> [Document text]
We used to let her be home alone when she wanted after school and on weekends. But then a bunch of my jewelry went missing (she wasn't to have guests without our being home, but did anyway), plus we came home three times and found her here with her boyfriend, and he hid in her closet one night until after we went to bed. So we've taken away her key. We don't allow her in the house when we're not here.

No doubt, this adds to the neighbors' house allure, and to her little-girl-lost appearance to them, but this is really making us angry. Suggestions? Ideas? I'd love to emancipate her (and she'd love it, too) but of course she has no job and no skills, and not much prospect of getting there if she spends her time slacking at the neighbors' or snogging with her boyfriend. Argh.

On the upside, as far as I know, she doesn't drink or use drugs. On the downside, she's just plain nasty to us.

Had Enough

Dear Had Enough,

I sat on the left side of the three-seat middle aisle of a Boeing 767-300 on the flight back from Virginia, and as I wrote in my journal I listened to the two men on my right talk about how their daughters behaved as teenagers. The one guy was returning from his daughter's wedding; the other one's daughter is now 31, and she has a 14-year-old. But they both remember being fathers of teenage girls.

> [Dataset records]
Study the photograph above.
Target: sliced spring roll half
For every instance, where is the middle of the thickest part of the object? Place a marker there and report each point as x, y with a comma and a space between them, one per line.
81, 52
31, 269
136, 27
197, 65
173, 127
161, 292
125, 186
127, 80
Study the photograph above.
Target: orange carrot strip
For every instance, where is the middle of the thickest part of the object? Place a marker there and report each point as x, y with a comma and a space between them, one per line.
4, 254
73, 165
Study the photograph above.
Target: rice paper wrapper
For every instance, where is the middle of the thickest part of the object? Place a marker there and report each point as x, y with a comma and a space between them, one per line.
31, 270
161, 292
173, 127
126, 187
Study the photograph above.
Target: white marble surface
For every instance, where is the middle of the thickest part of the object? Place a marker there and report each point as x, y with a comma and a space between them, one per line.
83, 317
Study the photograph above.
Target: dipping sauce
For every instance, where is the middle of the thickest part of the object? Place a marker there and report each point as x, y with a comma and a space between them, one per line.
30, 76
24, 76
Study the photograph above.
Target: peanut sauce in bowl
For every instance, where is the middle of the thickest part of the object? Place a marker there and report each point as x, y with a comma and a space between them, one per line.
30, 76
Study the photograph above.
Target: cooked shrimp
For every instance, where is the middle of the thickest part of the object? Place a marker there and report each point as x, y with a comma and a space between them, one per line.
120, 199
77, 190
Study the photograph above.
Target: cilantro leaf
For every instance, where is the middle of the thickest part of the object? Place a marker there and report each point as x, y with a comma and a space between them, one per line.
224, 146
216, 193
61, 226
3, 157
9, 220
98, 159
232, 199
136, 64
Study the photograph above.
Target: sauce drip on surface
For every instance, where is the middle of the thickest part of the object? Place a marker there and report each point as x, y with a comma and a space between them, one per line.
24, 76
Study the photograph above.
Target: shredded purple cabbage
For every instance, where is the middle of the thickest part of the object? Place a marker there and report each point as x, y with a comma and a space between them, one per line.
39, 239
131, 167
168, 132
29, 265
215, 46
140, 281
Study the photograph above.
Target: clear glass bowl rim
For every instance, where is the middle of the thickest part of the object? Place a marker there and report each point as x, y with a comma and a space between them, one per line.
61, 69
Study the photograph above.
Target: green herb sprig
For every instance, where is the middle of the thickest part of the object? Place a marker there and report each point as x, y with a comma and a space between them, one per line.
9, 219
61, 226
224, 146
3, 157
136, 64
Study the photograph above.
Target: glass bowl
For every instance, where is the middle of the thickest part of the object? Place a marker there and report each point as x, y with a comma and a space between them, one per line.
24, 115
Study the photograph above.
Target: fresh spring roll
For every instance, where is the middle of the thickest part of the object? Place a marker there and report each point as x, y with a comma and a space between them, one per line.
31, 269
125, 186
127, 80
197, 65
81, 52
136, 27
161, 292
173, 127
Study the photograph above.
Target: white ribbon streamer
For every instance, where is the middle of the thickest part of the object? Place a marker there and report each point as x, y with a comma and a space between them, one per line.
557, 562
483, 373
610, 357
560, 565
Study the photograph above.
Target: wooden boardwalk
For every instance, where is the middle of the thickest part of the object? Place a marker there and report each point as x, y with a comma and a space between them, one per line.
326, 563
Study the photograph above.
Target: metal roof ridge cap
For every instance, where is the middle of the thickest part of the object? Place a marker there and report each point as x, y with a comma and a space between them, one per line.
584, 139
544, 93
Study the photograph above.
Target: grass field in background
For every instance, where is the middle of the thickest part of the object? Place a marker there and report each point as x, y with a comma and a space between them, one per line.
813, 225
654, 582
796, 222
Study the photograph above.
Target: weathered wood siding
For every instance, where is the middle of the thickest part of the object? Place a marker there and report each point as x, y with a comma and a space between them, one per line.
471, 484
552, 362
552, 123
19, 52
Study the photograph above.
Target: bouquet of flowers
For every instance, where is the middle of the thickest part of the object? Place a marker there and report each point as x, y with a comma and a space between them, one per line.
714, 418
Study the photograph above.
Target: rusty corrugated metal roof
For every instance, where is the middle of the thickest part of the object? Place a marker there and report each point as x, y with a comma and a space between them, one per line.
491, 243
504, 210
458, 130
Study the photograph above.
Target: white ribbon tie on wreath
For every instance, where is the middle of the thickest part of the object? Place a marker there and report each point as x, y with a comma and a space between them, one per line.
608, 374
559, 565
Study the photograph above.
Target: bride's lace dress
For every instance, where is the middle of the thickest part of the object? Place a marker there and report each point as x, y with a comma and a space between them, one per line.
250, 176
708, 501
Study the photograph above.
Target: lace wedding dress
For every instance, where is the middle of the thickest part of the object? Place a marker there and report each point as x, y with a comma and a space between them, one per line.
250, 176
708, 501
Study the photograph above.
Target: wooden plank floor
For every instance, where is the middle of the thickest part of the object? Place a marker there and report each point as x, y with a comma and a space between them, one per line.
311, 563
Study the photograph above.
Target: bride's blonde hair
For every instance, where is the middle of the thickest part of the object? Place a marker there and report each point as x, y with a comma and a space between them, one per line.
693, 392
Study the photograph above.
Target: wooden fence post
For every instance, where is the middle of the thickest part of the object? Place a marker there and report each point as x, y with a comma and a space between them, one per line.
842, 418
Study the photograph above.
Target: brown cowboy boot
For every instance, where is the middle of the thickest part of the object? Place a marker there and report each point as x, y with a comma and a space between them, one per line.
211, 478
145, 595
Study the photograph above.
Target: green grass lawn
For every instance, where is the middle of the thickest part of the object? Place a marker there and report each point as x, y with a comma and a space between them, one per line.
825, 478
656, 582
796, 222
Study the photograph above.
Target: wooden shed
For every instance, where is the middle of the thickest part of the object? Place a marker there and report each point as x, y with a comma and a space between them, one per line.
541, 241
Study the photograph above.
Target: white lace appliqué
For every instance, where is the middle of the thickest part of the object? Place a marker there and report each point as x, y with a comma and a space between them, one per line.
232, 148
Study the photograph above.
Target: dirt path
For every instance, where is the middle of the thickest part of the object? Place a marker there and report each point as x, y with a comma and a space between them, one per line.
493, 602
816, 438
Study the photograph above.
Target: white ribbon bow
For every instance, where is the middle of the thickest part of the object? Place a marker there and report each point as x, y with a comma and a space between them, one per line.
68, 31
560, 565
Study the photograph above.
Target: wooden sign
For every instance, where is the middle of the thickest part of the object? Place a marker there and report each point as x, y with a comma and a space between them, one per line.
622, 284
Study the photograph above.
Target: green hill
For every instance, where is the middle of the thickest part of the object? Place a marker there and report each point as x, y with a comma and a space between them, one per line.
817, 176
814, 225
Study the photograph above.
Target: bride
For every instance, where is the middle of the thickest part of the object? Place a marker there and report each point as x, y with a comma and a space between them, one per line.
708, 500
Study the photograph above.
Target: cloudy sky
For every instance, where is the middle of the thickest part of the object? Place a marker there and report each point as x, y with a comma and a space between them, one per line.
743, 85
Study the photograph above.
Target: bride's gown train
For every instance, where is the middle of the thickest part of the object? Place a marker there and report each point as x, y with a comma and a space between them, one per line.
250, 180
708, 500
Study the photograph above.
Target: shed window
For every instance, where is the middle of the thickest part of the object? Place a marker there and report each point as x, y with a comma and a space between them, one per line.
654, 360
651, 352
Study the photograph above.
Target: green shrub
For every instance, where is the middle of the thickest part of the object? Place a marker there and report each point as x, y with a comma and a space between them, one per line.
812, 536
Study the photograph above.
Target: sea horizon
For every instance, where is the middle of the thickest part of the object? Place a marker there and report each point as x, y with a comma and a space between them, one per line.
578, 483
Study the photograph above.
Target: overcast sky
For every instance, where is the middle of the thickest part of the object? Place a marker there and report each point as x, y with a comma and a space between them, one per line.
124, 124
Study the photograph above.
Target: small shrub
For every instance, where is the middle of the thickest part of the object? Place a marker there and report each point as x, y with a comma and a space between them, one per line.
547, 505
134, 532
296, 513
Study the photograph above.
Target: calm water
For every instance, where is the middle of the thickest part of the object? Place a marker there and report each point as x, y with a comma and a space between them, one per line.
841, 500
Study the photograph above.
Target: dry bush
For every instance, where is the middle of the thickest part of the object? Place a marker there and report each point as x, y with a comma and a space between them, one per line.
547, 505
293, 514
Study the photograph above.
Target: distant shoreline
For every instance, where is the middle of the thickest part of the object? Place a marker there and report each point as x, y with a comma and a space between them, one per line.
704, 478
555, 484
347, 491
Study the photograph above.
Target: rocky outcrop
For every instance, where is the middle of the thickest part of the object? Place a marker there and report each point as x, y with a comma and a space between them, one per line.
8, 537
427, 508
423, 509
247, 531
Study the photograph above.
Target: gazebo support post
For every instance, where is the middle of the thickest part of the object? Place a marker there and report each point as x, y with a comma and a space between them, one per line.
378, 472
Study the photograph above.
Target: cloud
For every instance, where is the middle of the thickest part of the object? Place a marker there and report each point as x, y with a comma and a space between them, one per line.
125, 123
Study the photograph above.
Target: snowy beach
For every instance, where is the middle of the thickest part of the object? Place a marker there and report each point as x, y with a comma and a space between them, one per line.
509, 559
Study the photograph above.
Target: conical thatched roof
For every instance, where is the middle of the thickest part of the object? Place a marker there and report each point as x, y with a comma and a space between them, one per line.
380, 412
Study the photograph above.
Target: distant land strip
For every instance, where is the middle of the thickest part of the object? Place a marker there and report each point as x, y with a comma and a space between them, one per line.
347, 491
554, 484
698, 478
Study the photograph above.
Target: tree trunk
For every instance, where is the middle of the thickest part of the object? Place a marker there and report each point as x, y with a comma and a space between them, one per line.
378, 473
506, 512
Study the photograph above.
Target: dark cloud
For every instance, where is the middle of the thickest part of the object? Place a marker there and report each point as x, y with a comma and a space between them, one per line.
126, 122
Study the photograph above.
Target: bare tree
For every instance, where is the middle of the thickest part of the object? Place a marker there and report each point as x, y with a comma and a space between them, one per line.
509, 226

> [What you should do]
Transcribe the part of the advice letter that begins at the words "I sat on the" and stops after "of teenage girls.". The listing has no connection to the advice letter.

> [Worked answer]
I sat on the left side of the three-seat middle aisle of a Boeing 767-300 on the flight back from Virginia, and as I wrote in my journal I listened to the two men on my right talk about how their daughters behaved as teenagers. The one guy was returning from his daughter's wedding; the other one's daughter is now 31, and she has a 14-year-old. But they both remember being fathers of teenage girls.